> **Trecho selecionado**:
30 de Novembro de 2013 às 15:58:54



É preciso romper com pequenos círculos que mantêm uma versão da história, que desprezam processos paradoxais e que mantêm ativos na memória símbolos viris e antigos processos de estigmatização e de mistificação










Para o historiador francês Antoine Baecque, vivemos em um universo de arquétipos e de símbolos, cujo heroísmo é a peça fundamental da engrenagem. Para Carl Jung, o herói é um tipo ideal da vida humana e, mais ainda, um arquétipo de si. Ser um westerner é afirmar-se através da encarnação de um homem exemplar. Um cavalo, um colt, um stetson, uma roupa usada que ele veste por um longo tempo, que demonstra energia e muitos recursos, e está sempre aberto para morte. Isso, segundo Baecque, lhe confere uma virilidade monolítica e solitária, transformando-o por excelência em o macho do universo, e essa masculinidade que é encarada por tantos outros atores, inclina-se para o lado da virilidade.

> **Problemas e tarefas**:
a) No trecho sobre o herói do faroeste, enumere os objetos citados na frase iniciada por "Um cavalo".
b) Continue o trecho sobre o herói do faroeste a partir da última frase apresentada.
Os itens abaixo provêm de uma fonte diferente da do trecho.

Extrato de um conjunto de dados

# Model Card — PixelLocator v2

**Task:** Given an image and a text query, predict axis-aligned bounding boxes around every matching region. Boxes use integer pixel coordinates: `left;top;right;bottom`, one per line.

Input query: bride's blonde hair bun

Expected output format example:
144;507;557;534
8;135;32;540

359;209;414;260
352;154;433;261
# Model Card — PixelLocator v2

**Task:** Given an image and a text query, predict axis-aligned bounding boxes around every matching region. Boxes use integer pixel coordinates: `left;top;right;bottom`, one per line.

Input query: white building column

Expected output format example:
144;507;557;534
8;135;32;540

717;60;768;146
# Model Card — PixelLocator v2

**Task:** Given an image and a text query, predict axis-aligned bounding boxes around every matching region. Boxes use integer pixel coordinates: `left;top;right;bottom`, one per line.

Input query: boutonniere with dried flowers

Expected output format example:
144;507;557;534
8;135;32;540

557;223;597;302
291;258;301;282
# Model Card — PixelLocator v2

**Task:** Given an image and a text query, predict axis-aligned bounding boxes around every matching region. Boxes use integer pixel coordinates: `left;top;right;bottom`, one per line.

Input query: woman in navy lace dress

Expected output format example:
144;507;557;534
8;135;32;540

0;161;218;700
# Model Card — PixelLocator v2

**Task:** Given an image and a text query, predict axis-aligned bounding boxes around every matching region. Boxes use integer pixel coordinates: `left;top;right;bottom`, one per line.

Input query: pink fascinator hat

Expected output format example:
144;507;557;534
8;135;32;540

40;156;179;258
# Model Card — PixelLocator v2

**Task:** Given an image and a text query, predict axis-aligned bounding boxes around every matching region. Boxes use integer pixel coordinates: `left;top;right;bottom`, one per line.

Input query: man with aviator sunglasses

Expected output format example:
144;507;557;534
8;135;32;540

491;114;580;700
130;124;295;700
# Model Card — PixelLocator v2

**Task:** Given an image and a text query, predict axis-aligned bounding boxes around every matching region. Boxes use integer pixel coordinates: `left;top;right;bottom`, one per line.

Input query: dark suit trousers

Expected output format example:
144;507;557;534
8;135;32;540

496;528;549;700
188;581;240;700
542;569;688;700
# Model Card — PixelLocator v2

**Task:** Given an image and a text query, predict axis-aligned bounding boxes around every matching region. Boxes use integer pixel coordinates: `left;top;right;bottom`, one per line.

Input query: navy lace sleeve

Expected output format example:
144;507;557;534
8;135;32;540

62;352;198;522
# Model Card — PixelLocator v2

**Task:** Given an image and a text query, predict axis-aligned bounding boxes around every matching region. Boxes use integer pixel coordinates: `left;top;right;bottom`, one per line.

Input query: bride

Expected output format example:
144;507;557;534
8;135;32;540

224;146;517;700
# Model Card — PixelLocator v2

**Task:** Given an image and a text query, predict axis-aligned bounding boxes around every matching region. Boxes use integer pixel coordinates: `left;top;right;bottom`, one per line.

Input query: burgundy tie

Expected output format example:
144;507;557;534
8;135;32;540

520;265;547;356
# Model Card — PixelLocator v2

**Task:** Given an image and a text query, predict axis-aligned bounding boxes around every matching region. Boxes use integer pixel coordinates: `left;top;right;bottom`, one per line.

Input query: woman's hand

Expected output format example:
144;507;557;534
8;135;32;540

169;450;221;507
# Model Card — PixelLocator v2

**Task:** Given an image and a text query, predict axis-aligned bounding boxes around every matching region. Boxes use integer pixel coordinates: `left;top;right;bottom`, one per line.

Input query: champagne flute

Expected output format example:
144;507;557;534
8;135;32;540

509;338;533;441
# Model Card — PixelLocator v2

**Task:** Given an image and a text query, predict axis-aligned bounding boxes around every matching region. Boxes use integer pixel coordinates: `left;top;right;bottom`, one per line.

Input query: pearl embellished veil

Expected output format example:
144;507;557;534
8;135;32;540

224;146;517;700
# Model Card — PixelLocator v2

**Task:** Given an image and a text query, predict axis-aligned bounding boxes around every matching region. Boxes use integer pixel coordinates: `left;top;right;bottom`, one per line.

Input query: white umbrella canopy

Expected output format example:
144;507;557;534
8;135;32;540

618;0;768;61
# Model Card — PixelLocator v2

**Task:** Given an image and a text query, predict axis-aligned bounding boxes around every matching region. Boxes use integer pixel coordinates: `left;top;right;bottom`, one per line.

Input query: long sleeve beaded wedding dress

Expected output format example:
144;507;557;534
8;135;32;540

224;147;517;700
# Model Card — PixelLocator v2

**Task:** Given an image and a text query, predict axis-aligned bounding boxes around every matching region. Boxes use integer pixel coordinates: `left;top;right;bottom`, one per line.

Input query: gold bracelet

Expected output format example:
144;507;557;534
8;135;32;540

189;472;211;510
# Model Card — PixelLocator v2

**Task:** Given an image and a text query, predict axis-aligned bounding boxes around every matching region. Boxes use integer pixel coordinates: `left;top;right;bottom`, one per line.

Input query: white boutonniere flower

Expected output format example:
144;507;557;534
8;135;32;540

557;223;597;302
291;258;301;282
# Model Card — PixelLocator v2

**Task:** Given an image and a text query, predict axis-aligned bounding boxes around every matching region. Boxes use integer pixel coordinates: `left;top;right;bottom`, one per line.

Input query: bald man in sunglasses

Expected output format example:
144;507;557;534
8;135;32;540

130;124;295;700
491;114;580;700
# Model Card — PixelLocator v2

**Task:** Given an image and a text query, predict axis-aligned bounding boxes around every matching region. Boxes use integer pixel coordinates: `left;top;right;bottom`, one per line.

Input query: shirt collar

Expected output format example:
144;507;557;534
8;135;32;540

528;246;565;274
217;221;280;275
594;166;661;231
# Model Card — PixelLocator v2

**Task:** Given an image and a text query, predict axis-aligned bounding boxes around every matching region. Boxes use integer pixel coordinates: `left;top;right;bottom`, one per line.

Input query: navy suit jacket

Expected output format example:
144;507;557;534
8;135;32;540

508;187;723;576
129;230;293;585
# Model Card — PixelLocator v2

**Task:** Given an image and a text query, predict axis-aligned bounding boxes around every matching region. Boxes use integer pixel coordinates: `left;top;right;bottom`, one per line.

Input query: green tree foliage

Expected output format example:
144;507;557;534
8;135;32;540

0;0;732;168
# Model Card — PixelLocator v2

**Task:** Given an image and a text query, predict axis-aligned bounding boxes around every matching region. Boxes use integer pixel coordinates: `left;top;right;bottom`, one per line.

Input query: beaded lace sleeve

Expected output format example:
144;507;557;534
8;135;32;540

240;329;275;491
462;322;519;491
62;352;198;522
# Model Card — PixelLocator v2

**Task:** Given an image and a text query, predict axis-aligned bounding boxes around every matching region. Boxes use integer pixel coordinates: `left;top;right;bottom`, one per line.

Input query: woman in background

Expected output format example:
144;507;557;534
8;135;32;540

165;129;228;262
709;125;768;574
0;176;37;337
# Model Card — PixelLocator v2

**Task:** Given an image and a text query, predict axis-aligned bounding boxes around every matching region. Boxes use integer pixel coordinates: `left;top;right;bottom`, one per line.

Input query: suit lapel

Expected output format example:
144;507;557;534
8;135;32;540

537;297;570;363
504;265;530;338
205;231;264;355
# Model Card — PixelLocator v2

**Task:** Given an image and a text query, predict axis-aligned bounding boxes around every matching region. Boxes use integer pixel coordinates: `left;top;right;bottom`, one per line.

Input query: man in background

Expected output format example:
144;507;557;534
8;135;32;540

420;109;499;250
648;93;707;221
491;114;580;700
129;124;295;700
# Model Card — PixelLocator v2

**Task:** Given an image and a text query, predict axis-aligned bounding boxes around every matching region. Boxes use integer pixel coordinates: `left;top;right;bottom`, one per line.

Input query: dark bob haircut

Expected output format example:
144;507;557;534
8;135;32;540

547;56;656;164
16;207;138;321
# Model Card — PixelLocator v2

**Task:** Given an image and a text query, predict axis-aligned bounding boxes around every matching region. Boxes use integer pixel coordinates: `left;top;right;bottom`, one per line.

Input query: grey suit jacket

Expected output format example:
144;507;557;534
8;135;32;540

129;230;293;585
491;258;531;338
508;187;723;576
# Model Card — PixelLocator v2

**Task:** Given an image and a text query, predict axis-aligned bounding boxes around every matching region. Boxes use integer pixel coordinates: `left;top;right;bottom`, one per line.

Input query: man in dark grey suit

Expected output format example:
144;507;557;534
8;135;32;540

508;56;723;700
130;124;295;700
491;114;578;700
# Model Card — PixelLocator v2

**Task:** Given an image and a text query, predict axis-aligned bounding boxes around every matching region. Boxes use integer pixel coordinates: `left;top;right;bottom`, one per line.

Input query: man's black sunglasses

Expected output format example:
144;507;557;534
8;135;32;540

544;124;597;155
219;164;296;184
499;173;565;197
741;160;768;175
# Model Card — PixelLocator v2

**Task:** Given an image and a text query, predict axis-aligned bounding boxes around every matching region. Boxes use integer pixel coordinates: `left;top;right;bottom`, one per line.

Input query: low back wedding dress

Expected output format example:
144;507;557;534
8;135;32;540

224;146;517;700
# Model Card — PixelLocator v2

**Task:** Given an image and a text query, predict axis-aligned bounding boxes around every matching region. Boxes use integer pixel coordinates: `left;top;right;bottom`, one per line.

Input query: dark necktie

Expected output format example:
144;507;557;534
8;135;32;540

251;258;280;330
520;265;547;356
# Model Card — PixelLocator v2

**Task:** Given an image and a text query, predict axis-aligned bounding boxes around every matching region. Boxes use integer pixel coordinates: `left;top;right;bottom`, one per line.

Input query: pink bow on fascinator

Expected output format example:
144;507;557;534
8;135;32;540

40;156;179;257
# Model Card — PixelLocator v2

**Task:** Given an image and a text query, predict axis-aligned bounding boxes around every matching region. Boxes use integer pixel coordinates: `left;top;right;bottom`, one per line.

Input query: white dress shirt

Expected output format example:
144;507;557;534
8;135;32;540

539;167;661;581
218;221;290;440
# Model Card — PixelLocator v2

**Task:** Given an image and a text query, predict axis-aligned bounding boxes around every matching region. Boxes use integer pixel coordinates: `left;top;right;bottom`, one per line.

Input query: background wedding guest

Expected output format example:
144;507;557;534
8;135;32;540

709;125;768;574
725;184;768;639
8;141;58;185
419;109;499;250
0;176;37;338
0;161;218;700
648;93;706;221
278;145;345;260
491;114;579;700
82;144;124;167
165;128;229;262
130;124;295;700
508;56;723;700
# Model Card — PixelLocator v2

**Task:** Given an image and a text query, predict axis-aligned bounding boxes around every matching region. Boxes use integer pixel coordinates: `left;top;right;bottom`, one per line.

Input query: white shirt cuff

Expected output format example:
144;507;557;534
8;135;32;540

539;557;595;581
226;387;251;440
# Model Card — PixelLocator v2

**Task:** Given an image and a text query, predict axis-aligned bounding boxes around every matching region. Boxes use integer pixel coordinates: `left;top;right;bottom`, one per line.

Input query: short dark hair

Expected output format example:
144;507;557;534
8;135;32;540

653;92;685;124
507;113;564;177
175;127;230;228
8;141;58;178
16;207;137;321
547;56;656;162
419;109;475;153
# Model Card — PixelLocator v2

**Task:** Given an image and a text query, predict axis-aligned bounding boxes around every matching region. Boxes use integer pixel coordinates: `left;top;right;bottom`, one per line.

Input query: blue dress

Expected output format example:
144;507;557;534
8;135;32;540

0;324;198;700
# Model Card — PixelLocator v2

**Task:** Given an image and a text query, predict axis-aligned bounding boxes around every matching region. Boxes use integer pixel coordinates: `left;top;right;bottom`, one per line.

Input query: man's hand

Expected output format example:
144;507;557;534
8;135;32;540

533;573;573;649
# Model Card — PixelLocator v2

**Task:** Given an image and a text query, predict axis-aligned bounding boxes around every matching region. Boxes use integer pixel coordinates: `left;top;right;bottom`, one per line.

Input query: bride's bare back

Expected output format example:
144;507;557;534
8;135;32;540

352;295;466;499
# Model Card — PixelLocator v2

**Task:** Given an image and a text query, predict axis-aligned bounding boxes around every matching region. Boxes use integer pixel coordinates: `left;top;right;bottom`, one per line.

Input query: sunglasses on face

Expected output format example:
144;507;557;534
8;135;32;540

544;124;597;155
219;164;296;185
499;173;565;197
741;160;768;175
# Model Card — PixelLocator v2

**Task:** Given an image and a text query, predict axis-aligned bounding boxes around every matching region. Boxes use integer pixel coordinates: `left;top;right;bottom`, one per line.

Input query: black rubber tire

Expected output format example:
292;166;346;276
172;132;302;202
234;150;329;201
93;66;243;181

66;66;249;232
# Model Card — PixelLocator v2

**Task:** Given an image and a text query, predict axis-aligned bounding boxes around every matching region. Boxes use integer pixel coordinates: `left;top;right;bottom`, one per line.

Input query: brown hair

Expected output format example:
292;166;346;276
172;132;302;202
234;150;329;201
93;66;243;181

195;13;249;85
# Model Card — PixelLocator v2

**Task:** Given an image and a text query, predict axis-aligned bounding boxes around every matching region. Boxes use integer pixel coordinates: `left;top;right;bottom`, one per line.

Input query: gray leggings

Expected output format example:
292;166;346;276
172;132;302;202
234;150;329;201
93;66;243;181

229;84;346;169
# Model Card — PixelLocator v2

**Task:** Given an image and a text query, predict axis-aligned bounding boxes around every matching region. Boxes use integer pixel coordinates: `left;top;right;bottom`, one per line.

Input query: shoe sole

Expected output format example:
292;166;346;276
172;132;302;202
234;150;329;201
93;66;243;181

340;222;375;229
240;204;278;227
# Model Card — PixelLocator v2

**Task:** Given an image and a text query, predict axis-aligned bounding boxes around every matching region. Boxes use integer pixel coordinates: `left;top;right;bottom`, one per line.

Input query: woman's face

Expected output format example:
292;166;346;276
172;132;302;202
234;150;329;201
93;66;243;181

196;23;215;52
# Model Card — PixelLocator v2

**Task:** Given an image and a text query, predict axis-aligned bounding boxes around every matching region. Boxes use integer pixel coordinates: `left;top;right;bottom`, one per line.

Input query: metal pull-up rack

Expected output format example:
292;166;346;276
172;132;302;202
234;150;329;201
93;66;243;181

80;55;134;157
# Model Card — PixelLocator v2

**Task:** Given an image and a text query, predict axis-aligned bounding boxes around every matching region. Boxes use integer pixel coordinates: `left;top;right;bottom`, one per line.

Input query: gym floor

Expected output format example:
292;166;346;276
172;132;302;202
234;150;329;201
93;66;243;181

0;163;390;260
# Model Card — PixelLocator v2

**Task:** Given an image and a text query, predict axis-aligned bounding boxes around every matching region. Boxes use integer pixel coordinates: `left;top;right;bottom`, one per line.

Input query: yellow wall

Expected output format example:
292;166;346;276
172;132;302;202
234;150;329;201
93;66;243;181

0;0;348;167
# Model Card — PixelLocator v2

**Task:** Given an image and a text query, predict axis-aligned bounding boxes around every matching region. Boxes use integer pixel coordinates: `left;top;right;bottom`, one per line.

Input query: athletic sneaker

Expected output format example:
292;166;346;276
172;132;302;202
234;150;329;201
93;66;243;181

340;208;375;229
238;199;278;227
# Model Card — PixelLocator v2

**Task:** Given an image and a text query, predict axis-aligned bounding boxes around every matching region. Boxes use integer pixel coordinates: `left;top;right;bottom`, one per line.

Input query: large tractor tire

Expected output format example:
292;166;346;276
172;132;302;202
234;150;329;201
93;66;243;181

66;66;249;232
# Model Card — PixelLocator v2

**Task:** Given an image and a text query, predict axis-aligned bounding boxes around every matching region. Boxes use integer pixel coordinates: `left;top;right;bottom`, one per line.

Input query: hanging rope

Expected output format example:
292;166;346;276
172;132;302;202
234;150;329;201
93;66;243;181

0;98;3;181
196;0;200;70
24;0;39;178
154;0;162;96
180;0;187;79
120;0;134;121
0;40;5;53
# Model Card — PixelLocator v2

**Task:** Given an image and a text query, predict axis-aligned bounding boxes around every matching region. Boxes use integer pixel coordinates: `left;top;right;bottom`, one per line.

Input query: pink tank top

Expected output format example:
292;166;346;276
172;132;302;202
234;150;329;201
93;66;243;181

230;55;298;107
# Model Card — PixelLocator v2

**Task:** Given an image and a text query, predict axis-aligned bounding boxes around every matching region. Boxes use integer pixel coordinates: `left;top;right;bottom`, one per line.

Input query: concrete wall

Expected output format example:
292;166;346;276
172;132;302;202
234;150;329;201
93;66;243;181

> **Respostas por tarefa**:
a) Um cavalo, um colt, um stetson e uma roupa usada.

b)
Segundo Baecque, é neste universo simbólico que se constrói o mito do homem viril, lugar em que homens são homens e mulheres são mulheres. É o lugar do homem de ação, atleta do cavalo, quase-homem-centauro, vivendo da sua força física e vivendo de sua robustez na natureza hostil e por sua destreza no duelo, este homem viril possuiu uma missão: combater os civilizados corrompidos e castigar aqueles que, fora da lei, traíram o código de honra do fundador.

Em artigo publicado no dia 13 de novembro de 2013 neste jornal, a historiadora Rosemeri Moreira diz que mais uma vez às vésperas da campanha internacional sobre os "16 Dias de ativismo pelo fim da Violência Contra a Mulher", é preciso pensar com urgência sobre o lugar dos homens nesse debate. Para a historiadora, existe um silêncio quase que total dos homens sobre a violência contra mulher em Guarapuava, o que concordo plenamente, e gostaria de ir além neste debate, entrando na questão da violência simbólica que impera em ícones da virilidade masculina, no caso da cidade de Guarapuava, o mito do herói fundador, em tamanho desproporcional montado em seu cavalo, tendo a seus pés toda a sorte dos oprimidos, ou como diz Baeque, os civilizados corrompidos ou indo além, os que ousaram resistir à tomada do seu território.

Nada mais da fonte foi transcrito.